• _Passage_
Sirens put firefighters at greater risk for hearing loss, experts say
The workplace hazard is unavoidable: Sirens put firefighters at greater risk for hearing loss, experts said on Tuesday.
“The damage is invisible. It's internal to your ear,” said Dr. Catherine V. Palmer, director of audiology and hearing aids in the department of otolaryngology at the University of Pittsburgh School of Medicine. “It's permanent damage, and it's generally gradual.”
Four Pittsburgh firefighters on Monday filed a civil lawsuit against seven manufacturers of sirens and firetrucks, claiming they are responsible for their permanent hearing loss. The firefighters — three of whom have worked for the city since 1981 — did not return calls, but in the lawsuit they claim the companies “knew or should have known that the products ... were inherently dangerous, defective and hazardous to human hearing.”
The lawsuit is among several similar ones filed by Philadelphia attorney Joseph Capelli and New York attorney Marc Bern.
“We believe it is without merit, and Mack Trucks will defend it accordingly,” said Kimberly Pupillo, a spokeswoman for the Allentown truck manufacturer, which is named as a defendant.

• _Instructions_
- 1) Can you sum up the article about sirens and firefighters' hearing loss in two sentences?
- 2) Pick up the article about sirens and firefighters' hearing loss after its final sentence and keep it going.
None of the data that comes next has any bearing on the article about sirens and firefighters' hearing loss.

• _Available data_
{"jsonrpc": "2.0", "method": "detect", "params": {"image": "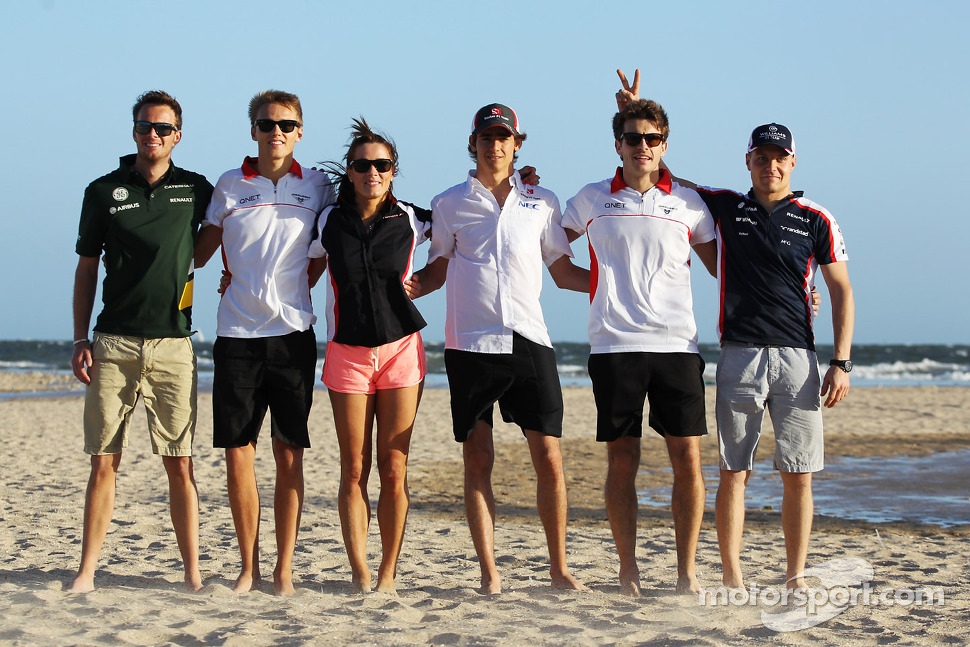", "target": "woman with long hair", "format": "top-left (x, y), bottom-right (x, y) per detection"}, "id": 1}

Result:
top-left (309, 118), bottom-right (431, 595)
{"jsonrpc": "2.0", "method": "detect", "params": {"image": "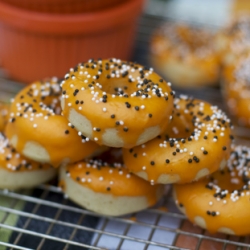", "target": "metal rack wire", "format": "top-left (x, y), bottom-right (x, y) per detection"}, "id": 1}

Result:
top-left (0, 1), bottom-right (250, 250)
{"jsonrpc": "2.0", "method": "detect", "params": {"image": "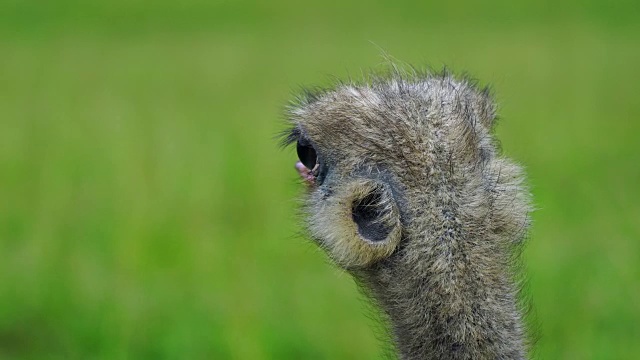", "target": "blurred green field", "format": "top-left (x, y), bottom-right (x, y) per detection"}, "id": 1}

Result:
top-left (0, 0), bottom-right (640, 359)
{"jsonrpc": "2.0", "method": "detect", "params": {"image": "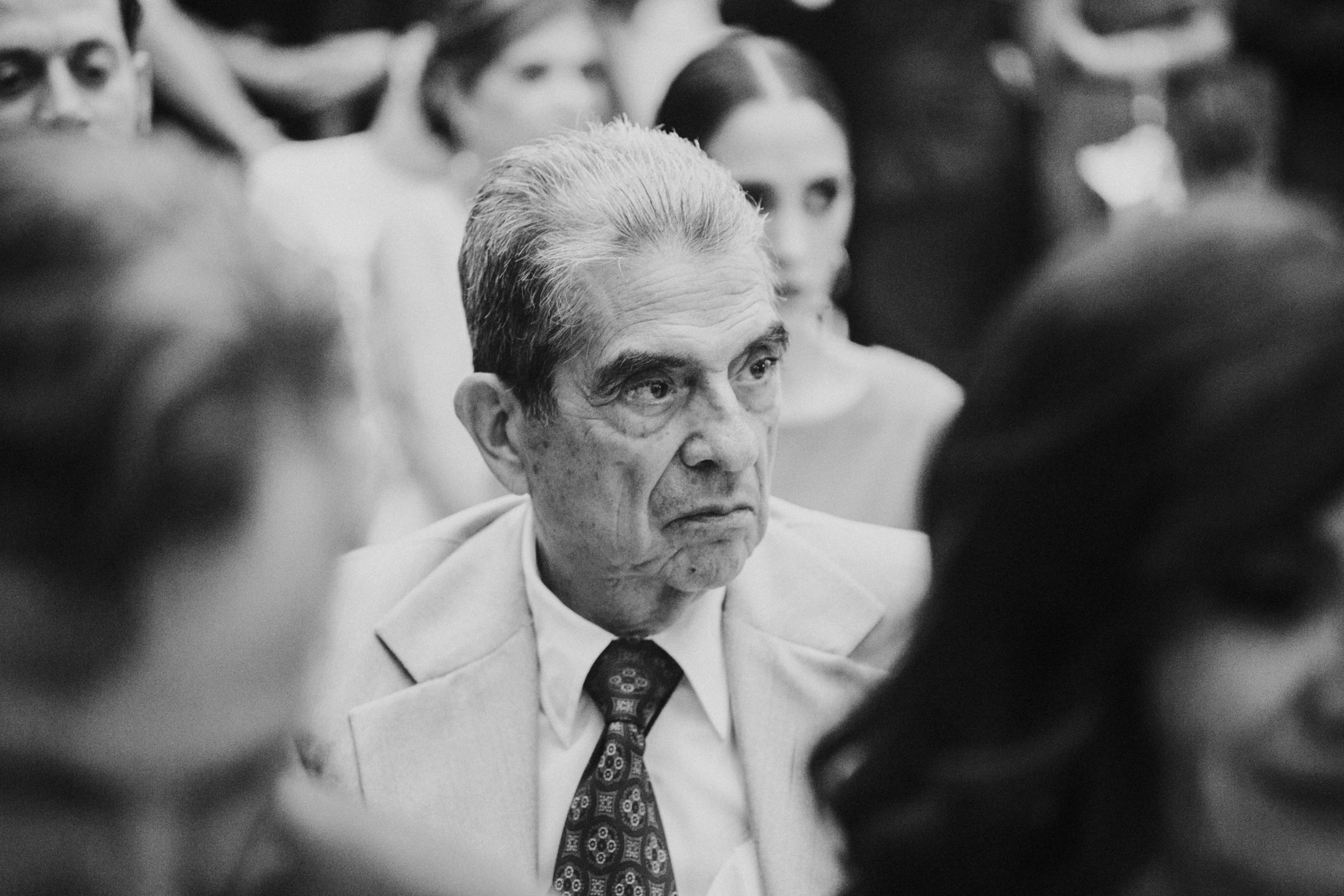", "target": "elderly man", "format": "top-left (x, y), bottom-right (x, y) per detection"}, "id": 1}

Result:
top-left (306, 122), bottom-right (927, 896)
top-left (0, 0), bottom-right (151, 139)
top-left (0, 134), bottom-right (523, 896)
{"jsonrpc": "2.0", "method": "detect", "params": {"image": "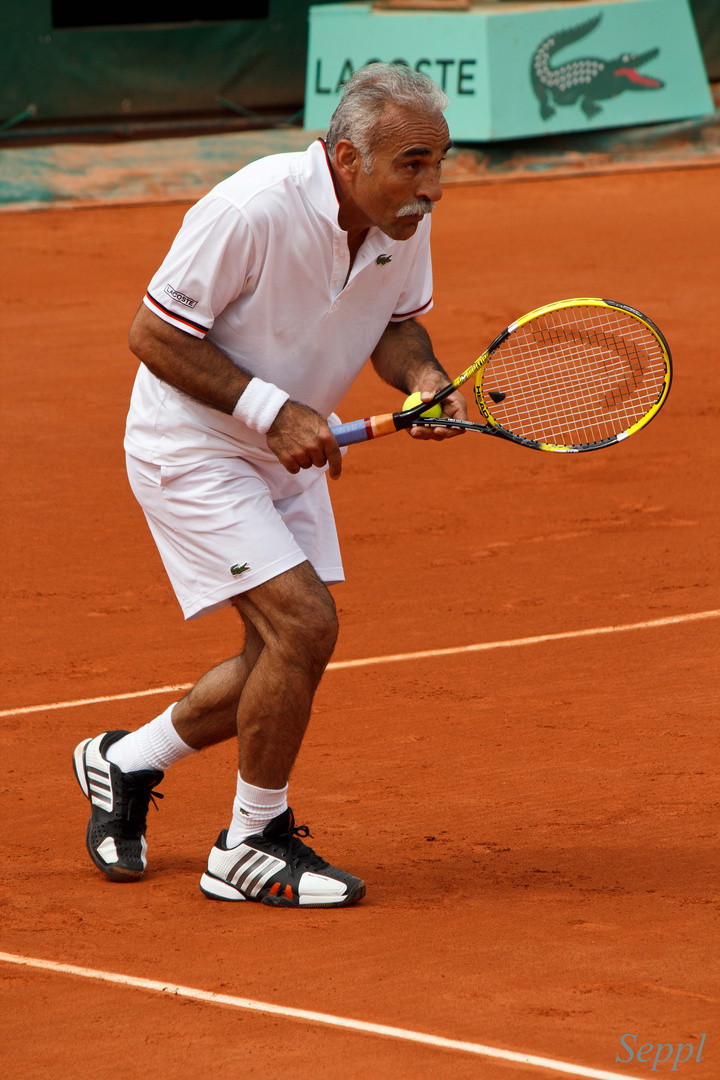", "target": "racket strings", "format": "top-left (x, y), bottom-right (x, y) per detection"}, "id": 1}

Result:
top-left (477, 306), bottom-right (666, 446)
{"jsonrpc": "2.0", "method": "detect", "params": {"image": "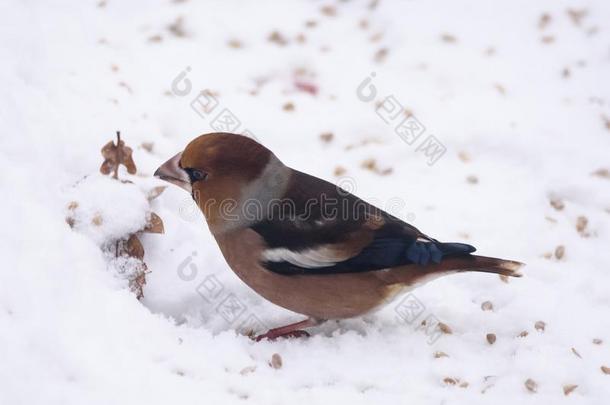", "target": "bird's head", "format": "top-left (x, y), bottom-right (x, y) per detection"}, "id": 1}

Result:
top-left (155, 133), bottom-right (290, 232)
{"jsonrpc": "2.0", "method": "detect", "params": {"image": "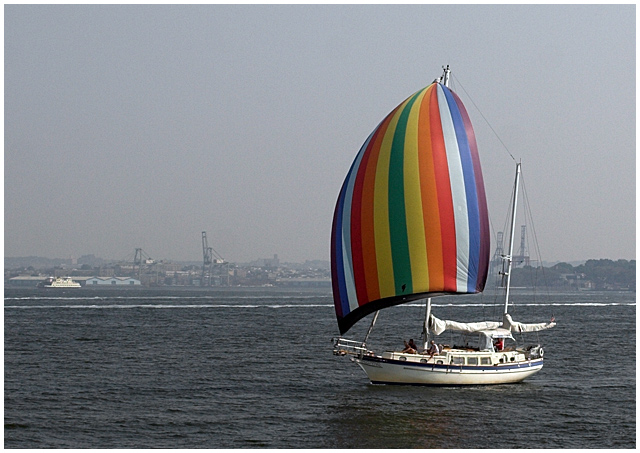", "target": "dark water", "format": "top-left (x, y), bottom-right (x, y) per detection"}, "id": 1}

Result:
top-left (4, 289), bottom-right (636, 448)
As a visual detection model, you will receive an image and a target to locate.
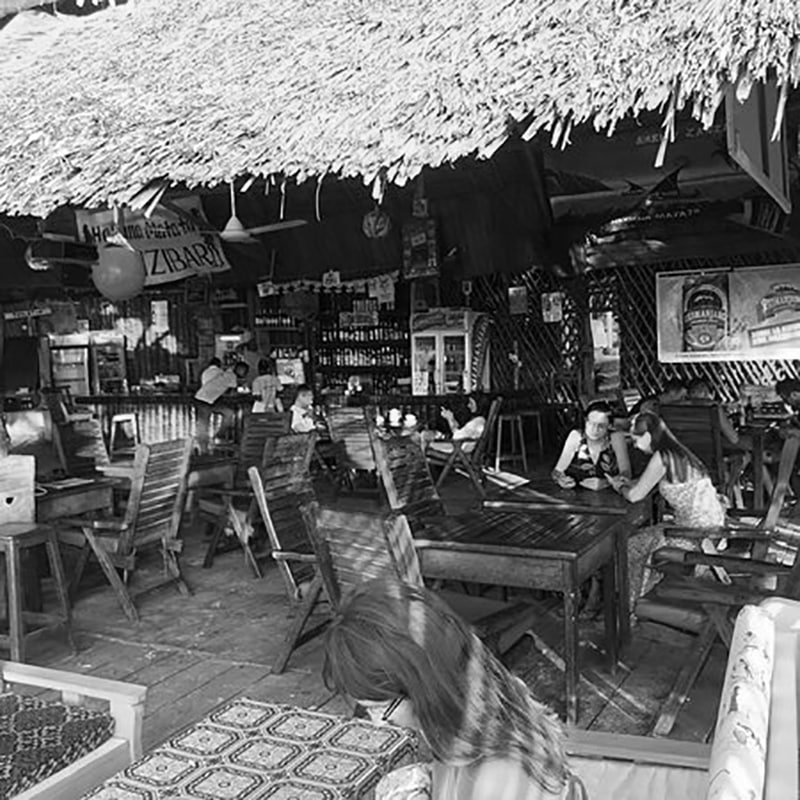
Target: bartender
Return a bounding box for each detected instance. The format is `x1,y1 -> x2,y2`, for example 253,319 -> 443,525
236,331 -> 266,389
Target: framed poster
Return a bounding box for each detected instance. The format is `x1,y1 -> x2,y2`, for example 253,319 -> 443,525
656,264 -> 800,363
403,219 -> 439,280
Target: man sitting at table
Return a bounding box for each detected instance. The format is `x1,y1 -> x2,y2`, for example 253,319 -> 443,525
289,383 -> 317,433
194,358 -> 248,453
687,378 -> 753,454
428,394 -> 486,454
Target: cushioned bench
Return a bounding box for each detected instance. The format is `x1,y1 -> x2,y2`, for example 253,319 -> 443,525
0,661 -> 147,800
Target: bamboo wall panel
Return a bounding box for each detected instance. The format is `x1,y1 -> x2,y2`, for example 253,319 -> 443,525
460,250 -> 800,403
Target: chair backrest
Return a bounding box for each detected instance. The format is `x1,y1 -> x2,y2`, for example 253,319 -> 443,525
119,438 -> 192,553
248,433 -> 317,598
0,456 -> 36,525
53,419 -> 111,478
659,403 -> 725,488
467,397 -> 503,469
327,407 -> 375,470
371,429 -> 445,525
233,411 -> 291,486
302,503 -> 423,606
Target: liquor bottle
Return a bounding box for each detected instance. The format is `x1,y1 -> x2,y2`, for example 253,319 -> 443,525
683,275 -> 728,351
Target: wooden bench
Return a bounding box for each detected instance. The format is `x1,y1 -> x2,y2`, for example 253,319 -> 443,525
567,598 -> 800,800
0,661 -> 147,800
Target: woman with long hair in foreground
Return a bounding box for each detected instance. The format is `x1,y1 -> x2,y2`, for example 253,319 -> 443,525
323,579 -> 585,800
609,412 -> 725,611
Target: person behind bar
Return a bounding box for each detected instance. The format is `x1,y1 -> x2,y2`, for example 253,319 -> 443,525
423,393 -> 487,454
323,577 -> 585,800
608,412 -> 725,612
289,383 -> 317,433
551,400 -> 631,490
251,358 -> 283,414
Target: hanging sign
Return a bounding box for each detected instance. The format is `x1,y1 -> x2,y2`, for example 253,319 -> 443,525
542,292 -> 564,322
656,264 -> 800,363
322,269 -> 342,289
75,197 -> 231,286
508,286 -> 528,315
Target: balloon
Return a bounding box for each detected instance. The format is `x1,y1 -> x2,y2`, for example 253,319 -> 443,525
92,245 -> 145,301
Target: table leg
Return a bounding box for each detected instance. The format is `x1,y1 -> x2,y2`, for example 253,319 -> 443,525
614,523 -> 631,647
564,564 -> 578,725
753,431 -> 764,510
603,558 -> 619,675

• _Responses by task_
- 1) Experts said sirens put firefighters at greater risk for hearing loss, which an audiology director at the University of Pittsburgh School of Medicine described as invisible, permanent and generally gradual. Four Pittsburgh firefighters have sued seven siren and firetruck manufacturers over their permanent hearing loss, and Mack Trucks, one of the defendants, called the suit without merit.

- 2)
Chicago attorney Hamilton Hill, who represents siren manufacturer Federal Signal Corp., said the Illinois company prevailed in an “overwhelming majority” of similar cases that went to juries. Other lawsuits were dismissed, said Hill, who declined comment on the Pittsburgh lawsuit.
The other defendants did not return calls.
Ralph Sicuro, vice president of the International Association of Fire Fighters Local 1, said some firefighters wear city-issued Styrofoam ear protectors, but “it's not like they're readily available at the engine house. ... I know at times guys have had them, but I don't have any myself.”
The union is not involved with the lawsuit. Pittsburgh fire Chief Darryl Jones, Public Safety Director Michael Huss and Mayor Luke Ravenstahl's office did not return calls for comment.
Studies of hearing damage to firefighters have long shown noise-induced hearing loss.
In 1992, former federal Fire Administrator Olin L. Greene said noise “is probably the most underrated health hazard” for firefighters. A 2007 study by University of California professor Oisaeng Hong, director of the Occupational and Environmental Health Nursing Program at the school's campus in San Francisco, said roughly 40 percent of all firefighters in the United States are at risk of noise-induced hearing loss.
Both said ear protection can help reduce damage.
“These studies have also found a substantial increase in high-frequency hearing loss related to the amount of time spent in the emergency services. The cases of hearing loss are irreversible and incurable,” Greene said. “They are also preventable.”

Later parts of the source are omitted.